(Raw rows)
▼

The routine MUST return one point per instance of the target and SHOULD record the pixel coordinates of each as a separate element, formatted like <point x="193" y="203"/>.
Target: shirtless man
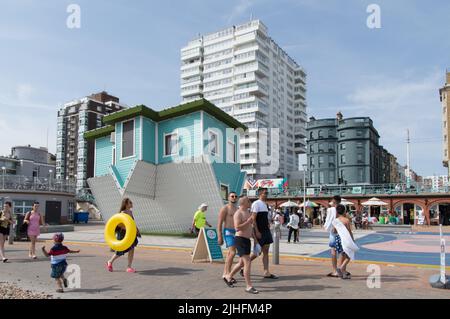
<point x="243" y="222"/>
<point x="226" y="220"/>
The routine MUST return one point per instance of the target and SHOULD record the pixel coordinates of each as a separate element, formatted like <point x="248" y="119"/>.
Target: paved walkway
<point x="170" y="274"/>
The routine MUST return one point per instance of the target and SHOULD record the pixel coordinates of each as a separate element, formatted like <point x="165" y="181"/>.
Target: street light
<point x="304" y="189"/>
<point x="50" y="173"/>
<point x="4" y="172"/>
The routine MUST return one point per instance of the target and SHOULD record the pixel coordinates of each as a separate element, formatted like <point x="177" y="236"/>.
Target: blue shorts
<point x="335" y="242"/>
<point x="228" y="237"/>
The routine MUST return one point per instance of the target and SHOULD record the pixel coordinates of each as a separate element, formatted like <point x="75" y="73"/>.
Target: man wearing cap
<point x="200" y="218"/>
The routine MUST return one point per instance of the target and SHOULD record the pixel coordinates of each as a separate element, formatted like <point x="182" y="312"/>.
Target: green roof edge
<point x="100" y="132"/>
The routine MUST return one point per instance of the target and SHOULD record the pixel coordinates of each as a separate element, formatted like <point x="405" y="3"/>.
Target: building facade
<point x="188" y="152"/>
<point x="444" y="95"/>
<point x="74" y="155"/>
<point x="28" y="162"/>
<point x="28" y="175"/>
<point x="245" y="73"/>
<point x="346" y="151"/>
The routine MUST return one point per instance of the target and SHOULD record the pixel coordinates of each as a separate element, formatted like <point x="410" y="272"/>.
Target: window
<point x="231" y="152"/>
<point x="224" y="191"/>
<point x="330" y="133"/>
<point x="171" y="144"/>
<point x="21" y="207"/>
<point x="321" y="160"/>
<point x="360" y="158"/>
<point x="360" y="175"/>
<point x="127" y="139"/>
<point x="332" y="177"/>
<point x="213" y="143"/>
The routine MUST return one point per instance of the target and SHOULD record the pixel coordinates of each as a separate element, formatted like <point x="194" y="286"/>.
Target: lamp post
<point x="4" y="172"/>
<point x="304" y="189"/>
<point x="50" y="174"/>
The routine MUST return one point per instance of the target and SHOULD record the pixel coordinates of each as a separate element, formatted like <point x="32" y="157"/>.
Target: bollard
<point x="276" y="245"/>
<point x="11" y="234"/>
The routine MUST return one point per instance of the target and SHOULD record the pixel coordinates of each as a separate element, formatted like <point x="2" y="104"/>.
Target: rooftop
<point x="182" y="109"/>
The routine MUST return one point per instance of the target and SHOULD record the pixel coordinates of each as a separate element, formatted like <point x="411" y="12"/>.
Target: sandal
<point x="229" y="283"/>
<point x="252" y="290"/>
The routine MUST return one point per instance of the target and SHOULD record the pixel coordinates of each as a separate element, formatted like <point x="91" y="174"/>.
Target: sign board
<point x="207" y="247"/>
<point x="443" y="278"/>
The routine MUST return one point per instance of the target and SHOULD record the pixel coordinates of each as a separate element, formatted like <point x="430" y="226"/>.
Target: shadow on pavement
<point x="294" y="288"/>
<point x="170" y="271"/>
<point x="94" y="290"/>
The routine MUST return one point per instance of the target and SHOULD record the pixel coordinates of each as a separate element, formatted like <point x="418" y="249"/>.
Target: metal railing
<point x="26" y="183"/>
<point x="351" y="190"/>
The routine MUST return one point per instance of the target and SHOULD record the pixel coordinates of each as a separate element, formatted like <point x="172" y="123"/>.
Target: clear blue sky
<point x="132" y="50"/>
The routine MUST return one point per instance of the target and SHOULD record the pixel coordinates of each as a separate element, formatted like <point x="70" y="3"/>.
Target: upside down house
<point x="167" y="163"/>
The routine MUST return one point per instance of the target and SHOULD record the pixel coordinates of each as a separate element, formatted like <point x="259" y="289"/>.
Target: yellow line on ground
<point x="283" y="256"/>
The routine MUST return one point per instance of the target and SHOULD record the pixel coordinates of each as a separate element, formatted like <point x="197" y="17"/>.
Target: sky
<point x="131" y="49"/>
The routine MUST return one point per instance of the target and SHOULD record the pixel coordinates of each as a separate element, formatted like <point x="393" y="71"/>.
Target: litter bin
<point x="20" y="234"/>
<point x="80" y="217"/>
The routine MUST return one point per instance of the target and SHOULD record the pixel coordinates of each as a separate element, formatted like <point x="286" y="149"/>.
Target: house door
<point x="53" y="213"/>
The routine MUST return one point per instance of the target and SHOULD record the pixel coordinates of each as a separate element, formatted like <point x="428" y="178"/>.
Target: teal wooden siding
<point x="123" y="166"/>
<point x="103" y="155"/>
<point x="148" y="143"/>
<point x="229" y="174"/>
<point x="189" y="137"/>
<point x="217" y="126"/>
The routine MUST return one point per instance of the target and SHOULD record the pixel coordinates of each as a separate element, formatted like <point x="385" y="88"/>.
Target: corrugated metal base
<point x="164" y="197"/>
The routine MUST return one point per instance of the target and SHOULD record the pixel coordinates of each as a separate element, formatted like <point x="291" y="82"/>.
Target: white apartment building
<point x="244" y="72"/>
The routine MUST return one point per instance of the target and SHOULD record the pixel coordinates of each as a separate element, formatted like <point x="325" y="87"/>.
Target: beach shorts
<point x="266" y="238"/>
<point x="243" y="245"/>
<point x="58" y="269"/>
<point x="336" y="244"/>
<point x="228" y="237"/>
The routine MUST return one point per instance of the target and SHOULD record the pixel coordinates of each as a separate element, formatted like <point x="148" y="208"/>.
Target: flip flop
<point x="252" y="290"/>
<point x="229" y="283"/>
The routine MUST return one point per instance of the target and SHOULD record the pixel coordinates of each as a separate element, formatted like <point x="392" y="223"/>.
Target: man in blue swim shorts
<point x="226" y="231"/>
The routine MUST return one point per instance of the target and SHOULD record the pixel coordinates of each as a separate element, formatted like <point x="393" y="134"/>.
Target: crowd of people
<point x="244" y="227"/>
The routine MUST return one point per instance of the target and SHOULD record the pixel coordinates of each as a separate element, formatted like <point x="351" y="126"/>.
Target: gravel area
<point x="12" y="291"/>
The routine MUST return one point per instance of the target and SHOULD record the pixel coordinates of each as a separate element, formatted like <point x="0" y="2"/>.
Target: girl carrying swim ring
<point x="125" y="208"/>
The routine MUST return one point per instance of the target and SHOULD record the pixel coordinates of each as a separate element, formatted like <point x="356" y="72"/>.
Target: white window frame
<point x="176" y="145"/>
<point x="234" y="150"/>
<point x="217" y="154"/>
<point x="134" y="140"/>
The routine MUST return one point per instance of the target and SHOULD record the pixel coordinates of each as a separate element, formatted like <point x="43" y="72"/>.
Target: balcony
<point x="17" y="183"/>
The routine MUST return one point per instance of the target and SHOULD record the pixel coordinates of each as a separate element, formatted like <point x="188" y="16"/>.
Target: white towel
<point x="348" y="245"/>
<point x="331" y="215"/>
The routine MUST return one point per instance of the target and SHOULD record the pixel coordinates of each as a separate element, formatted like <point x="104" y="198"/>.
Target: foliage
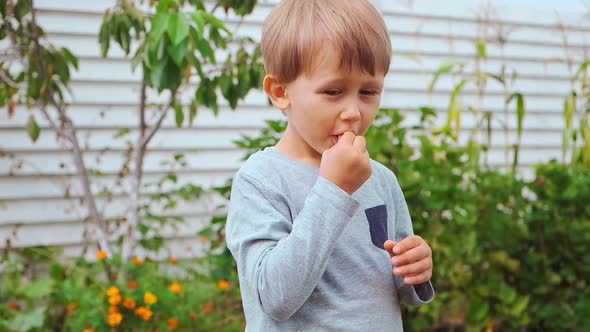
<point x="79" y="296"/>
<point x="510" y="254"/>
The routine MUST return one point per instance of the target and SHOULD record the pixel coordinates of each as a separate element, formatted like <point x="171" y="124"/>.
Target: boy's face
<point x="327" y="103"/>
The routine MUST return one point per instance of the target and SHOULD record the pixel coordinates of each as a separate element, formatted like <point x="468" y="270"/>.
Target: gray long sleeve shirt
<point x="310" y="257"/>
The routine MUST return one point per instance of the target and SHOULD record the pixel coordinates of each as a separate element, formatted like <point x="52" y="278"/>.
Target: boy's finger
<point x="347" y="138"/>
<point x="407" y="244"/>
<point x="414" y="268"/>
<point x="418" y="279"/>
<point x="388" y="246"/>
<point x="360" y="143"/>
<point x="410" y="256"/>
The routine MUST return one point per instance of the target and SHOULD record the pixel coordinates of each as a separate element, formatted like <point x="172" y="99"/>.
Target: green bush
<point x="509" y="254"/>
<point x="89" y="296"/>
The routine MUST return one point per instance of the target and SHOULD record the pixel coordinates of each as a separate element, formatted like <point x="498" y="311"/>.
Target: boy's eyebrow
<point x="340" y="80"/>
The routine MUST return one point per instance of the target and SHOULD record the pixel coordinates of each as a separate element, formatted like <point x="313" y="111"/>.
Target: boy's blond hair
<point x="297" y="30"/>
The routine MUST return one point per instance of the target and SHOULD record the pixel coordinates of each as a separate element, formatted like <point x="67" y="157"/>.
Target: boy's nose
<point x="351" y="113"/>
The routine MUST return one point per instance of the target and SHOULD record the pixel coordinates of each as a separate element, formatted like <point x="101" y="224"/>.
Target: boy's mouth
<point x="336" y="138"/>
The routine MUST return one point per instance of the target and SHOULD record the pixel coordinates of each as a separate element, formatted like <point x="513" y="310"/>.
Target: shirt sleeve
<point x="409" y="294"/>
<point x="280" y="260"/>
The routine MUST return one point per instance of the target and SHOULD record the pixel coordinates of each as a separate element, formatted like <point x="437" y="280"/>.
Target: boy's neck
<point x="297" y="149"/>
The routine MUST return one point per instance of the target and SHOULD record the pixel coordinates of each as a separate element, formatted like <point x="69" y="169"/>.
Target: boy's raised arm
<point x="279" y="261"/>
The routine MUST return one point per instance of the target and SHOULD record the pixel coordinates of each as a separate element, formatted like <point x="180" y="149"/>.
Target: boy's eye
<point x="332" y="92"/>
<point x="370" y="92"/>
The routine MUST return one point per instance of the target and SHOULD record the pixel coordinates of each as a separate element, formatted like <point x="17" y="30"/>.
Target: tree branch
<point x="70" y="133"/>
<point x="7" y="80"/>
<point x="147" y="138"/>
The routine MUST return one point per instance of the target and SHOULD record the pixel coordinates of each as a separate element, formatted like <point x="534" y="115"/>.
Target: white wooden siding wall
<point x="33" y="177"/>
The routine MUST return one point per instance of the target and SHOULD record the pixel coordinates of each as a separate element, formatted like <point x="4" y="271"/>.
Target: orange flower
<point x="144" y="312"/>
<point x="175" y="288"/>
<point x="129" y="303"/>
<point x="115" y="299"/>
<point x="208" y="309"/>
<point x="173" y="323"/>
<point x="115" y="319"/>
<point x="112" y="291"/>
<point x="150" y="298"/>
<point x="101" y="255"/>
<point x="223" y="284"/>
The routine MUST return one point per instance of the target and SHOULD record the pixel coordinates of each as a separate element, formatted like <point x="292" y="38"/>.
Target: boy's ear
<point x="276" y="92"/>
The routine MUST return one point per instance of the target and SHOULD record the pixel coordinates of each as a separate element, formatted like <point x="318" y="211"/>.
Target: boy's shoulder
<point x="269" y="165"/>
<point x="385" y="175"/>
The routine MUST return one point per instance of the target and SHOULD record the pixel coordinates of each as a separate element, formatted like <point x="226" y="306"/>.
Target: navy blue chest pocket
<point x="377" y="218"/>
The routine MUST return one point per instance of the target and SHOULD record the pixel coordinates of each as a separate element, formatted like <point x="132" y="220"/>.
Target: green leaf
<point x="27" y="321"/>
<point x="214" y="21"/>
<point x="194" y="108"/>
<point x="481" y="48"/>
<point x="582" y="69"/>
<point x="520" y="110"/>
<point x="33" y="128"/>
<point x="70" y="57"/>
<point x="200" y="23"/>
<point x="121" y="133"/>
<point x="163" y="5"/>
<point x="38" y="289"/>
<point x="205" y="49"/>
<point x="159" y="25"/>
<point x="445" y="68"/>
<point x="104" y="36"/>
<point x="178" y="52"/>
<point x="179" y="114"/>
<point x="178" y="28"/>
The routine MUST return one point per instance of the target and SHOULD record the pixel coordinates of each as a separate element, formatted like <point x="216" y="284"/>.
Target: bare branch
<point x="69" y="131"/>
<point x="147" y="138"/>
<point x="7" y="80"/>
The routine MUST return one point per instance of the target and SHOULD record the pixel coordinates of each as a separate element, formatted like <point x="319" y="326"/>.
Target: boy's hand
<point x="346" y="164"/>
<point x="411" y="259"/>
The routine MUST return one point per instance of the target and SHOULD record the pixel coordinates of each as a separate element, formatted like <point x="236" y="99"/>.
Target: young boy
<point x="310" y="220"/>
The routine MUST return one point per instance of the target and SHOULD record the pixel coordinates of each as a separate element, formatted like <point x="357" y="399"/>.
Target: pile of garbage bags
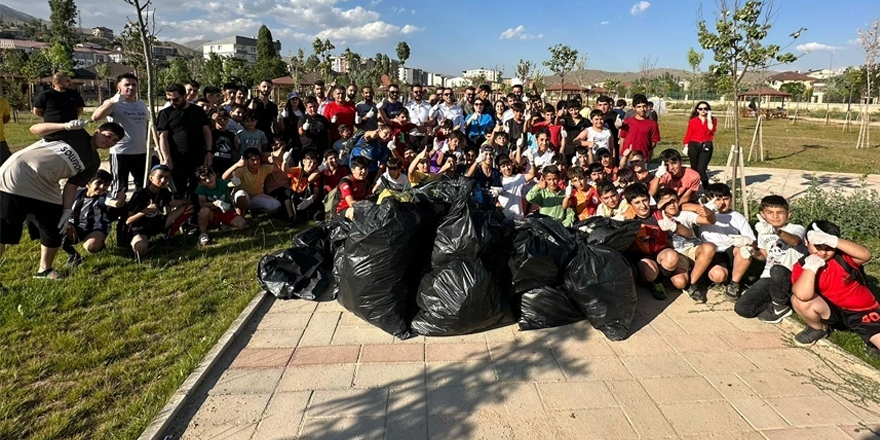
<point x="433" y="262"/>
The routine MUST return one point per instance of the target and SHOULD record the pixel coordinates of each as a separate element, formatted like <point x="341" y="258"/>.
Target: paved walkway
<point x="305" y="370"/>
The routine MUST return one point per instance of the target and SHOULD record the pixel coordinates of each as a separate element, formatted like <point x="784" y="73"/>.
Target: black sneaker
<point x="696" y="294"/>
<point x="731" y="291"/>
<point x="774" y="314"/>
<point x="809" y="335"/>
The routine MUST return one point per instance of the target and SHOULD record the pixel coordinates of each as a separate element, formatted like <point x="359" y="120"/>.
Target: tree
<point x="562" y="60"/>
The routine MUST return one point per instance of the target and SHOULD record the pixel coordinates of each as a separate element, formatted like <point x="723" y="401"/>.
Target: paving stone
<point x="473" y="351"/>
<point x="343" y="354"/>
<point x="317" y="377"/>
<point x="393" y="353"/>
<point x="262" y="358"/>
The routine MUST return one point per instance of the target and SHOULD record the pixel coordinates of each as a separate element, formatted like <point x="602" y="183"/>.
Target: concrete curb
<point x="160" y="423"/>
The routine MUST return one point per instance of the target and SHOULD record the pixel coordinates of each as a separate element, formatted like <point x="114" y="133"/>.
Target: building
<point x="491" y="76"/>
<point x="236" y="46"/>
<point x="102" y="32"/>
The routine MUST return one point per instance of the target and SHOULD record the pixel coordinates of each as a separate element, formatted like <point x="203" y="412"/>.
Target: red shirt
<point x="832" y="284"/>
<point x="344" y="113"/>
<point x="698" y="131"/>
<point x="638" y="135"/>
<point x="351" y="187"/>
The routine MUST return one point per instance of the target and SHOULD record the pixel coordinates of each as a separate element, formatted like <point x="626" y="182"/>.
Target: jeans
<point x="777" y="289"/>
<point x="700" y="155"/>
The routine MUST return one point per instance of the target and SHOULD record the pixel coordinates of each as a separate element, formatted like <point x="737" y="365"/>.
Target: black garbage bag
<point x="377" y="277"/>
<point x="456" y="298"/>
<point x="298" y="272"/>
<point x="547" y="307"/>
<point x="542" y="249"/>
<point x="603" y="231"/>
<point x="600" y="281"/>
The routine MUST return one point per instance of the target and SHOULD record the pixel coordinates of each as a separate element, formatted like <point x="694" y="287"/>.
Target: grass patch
<point x="98" y="354"/>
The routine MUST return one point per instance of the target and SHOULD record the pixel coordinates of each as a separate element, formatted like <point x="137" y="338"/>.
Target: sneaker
<point x="658" y="291"/>
<point x="731" y="291"/>
<point x="48" y="274"/>
<point x="696" y="294"/>
<point x="809" y="335"/>
<point x="774" y="314"/>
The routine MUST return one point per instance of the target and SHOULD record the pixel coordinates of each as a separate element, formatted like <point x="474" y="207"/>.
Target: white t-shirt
<point x="511" y="199"/>
<point x="727" y="224"/>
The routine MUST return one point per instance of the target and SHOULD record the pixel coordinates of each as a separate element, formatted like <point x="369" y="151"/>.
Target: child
<point x="830" y="290"/>
<point x="549" y="198"/>
<point x="215" y="204"/>
<point x="733" y="238"/>
<point x="580" y="196"/>
<point x="89" y="222"/>
<point x="251" y="137"/>
<point x="780" y="244"/>
<point x="151" y="211"/>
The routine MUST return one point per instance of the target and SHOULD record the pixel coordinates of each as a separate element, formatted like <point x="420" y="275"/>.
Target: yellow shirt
<point x="5" y="111"/>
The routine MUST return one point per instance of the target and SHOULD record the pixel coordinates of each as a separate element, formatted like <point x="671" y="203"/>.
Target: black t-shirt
<point x="59" y="106"/>
<point x="185" y="128"/>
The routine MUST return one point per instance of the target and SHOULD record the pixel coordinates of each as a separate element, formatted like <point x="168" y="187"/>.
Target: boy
<point x="549" y="198"/>
<point x="830" y="290"/>
<point x="250" y="176"/>
<point x="733" y="238"/>
<point x="215" y="204"/>
<point x="780" y="244"/>
<point x="89" y="223"/>
<point x="153" y="211"/>
<point x="251" y="137"/>
<point x="671" y="174"/>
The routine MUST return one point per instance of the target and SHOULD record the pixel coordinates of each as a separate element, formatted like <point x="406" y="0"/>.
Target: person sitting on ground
<point x="153" y="211"/>
<point x="249" y="176"/>
<point x="673" y="175"/>
<point x="550" y="198"/>
<point x="613" y="205"/>
<point x="780" y="244"/>
<point x="89" y="223"/>
<point x="215" y="204"/>
<point x="733" y="238"/>
<point x="699" y="254"/>
<point x="830" y="289"/>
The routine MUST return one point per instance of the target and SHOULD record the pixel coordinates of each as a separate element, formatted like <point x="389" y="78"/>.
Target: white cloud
<point x="518" y="33"/>
<point x="639" y="7"/>
<point x="815" y="47"/>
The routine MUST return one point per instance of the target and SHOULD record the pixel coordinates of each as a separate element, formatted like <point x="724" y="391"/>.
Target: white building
<point x="236" y="46"/>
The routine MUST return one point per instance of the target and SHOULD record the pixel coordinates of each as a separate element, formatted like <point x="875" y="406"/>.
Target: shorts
<point x="865" y="323"/>
<point x="13" y="211"/>
<point x="257" y="202"/>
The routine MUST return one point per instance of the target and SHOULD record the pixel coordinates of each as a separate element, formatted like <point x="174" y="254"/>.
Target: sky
<point x="454" y="35"/>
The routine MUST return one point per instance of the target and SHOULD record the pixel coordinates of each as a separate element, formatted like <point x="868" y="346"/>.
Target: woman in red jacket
<point x="698" y="139"/>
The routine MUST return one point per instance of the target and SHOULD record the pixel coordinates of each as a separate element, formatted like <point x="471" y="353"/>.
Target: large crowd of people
<point x="224" y="157"/>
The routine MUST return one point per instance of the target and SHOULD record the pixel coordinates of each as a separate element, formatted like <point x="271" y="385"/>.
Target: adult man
<point x="184" y="139"/>
<point x="129" y="156"/>
<point x="419" y="110"/>
<point x="265" y="110"/>
<point x="391" y="105"/>
<point x="448" y="110"/>
<point x="60" y="103"/>
<point x="29" y="184"/>
<point x="366" y="116"/>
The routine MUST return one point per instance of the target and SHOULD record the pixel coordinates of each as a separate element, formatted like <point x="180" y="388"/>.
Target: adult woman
<point x="698" y="139"/>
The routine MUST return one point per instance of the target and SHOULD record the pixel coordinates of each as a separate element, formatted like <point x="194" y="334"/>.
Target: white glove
<point x="818" y="237"/>
<point x="661" y="171"/>
<point x="65" y="218"/>
<point x="813" y="263"/>
<point x="739" y="240"/>
<point x="76" y="124"/>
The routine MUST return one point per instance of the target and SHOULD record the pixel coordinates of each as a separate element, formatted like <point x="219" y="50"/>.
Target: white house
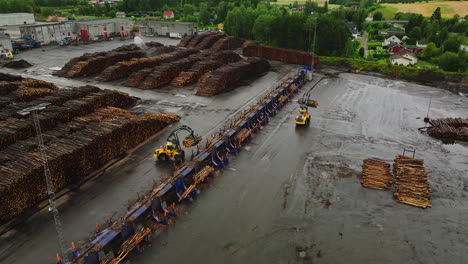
<point x="392" y="39"/>
<point x="404" y="59"/>
<point x="168" y="14"/>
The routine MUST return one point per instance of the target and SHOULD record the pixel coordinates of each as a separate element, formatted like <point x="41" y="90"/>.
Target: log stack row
<point x="411" y="182"/>
<point x="376" y="174"/>
<point x="73" y="151"/>
<point x="125" y="68"/>
<point x="228" y="43"/>
<point x="195" y="72"/>
<point x="185" y="41"/>
<point x="97" y="64"/>
<point x="279" y="54"/>
<point x="209" y="41"/>
<point x="229" y="76"/>
<point x="449" y="128"/>
<point x="165" y="73"/>
<point x="25" y="90"/>
<point x="14" y="129"/>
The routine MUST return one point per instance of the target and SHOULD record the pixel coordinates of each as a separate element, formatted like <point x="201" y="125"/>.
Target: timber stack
<point x="165" y="73"/>
<point x="411" y="182"/>
<point x="228" y="77"/>
<point x="195" y="72"/>
<point x="376" y="174"/>
<point x="227" y="43"/>
<point x="449" y="128"/>
<point x="209" y="41"/>
<point x="184" y="42"/>
<point x="279" y="54"/>
<point x="82" y="130"/>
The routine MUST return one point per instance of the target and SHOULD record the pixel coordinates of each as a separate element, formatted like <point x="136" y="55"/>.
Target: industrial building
<point x="162" y="28"/>
<point x="50" y="32"/>
<point x="104" y="28"/>
<point x="16" y="19"/>
<point x="86" y="30"/>
<point x="5" y="43"/>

▲

● Your instructions
Pick out each row above that contains the string "green" and copy those rows unchanged.

● The solution
Target: green roof edge
Target: green bush
Target: green leaf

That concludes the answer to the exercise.